___ Page extract ___

Sresta engages with 50,000 organic farmers across 15 states

Mr Rajseelam, MD, Sresta Natural Bioproducts Pvt Ltd, reminisces the company’s humble origins in 2004, from a time when market research did not support their firm conviction to get into organic products. With an extensive farming network supporting its endeavour today, the company is now present in more than 40 countries across the globe. It offers over 300 products across various categories ranging from dals, rice and spices to ready-to-cook products like pasta and vermicelli.


IBT: How would you describe the journey of Sresta Natural Bioproducts Pvt Ltd its vision, and key achievements?

Rajseelam: Sresta took small steps towards success, starting in 2004. With the focus on creating means of sustainability for the farmers, it set about addressing two key areas – farmers and products. It undertook the task of creating communities for farmers who are committed to the cause of organic farming, ensuring continuing means of livelihood and building mutually beneficial relationships with them. For products, it adopted a unique farm-to-fork approach to ensure that farmers produce 100% organic products and the same were brought to its customers.

___

Problem requirements
Reproduce the Sresta interview text word for word from "Mr Rajseelam, MD, Sresta" up to and including "pasta and vermicelli.".

___ Raw data ___

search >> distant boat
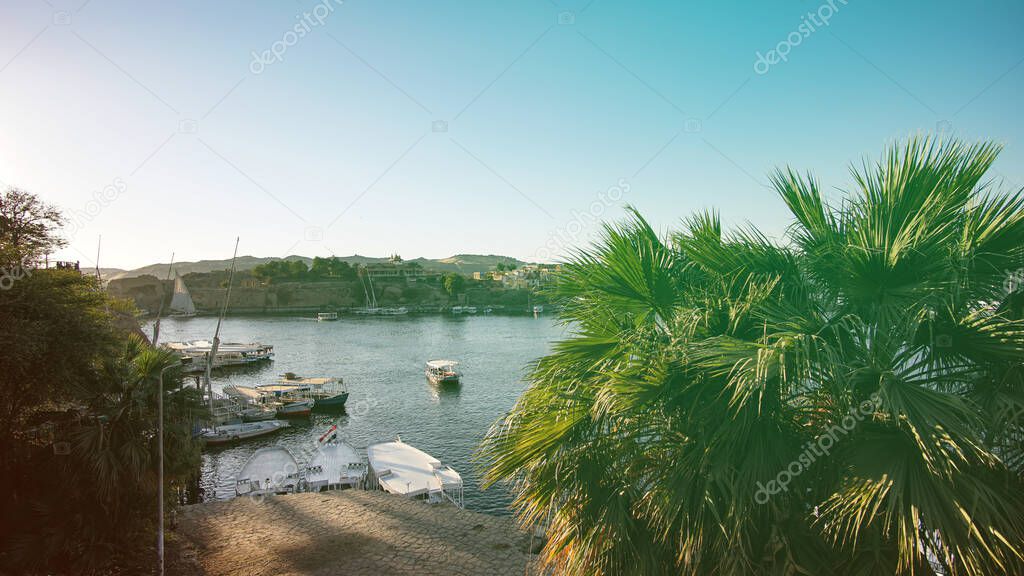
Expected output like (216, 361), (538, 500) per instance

___

Finished task
Mr Rajseelam, MD, Sresta Natural Bioproducts Pvt Ltd, reminisces the company’s humble origins in 2004, from a time when market research did not support their firm conviction to get into organic products. With an extensive farming network supporting its endeavour today, the company is now present in more than 40 countries across the globe. It offers over 300 products across various categories ranging from dals, rice and spices to ready-to-cook products like pasta and vermicelli.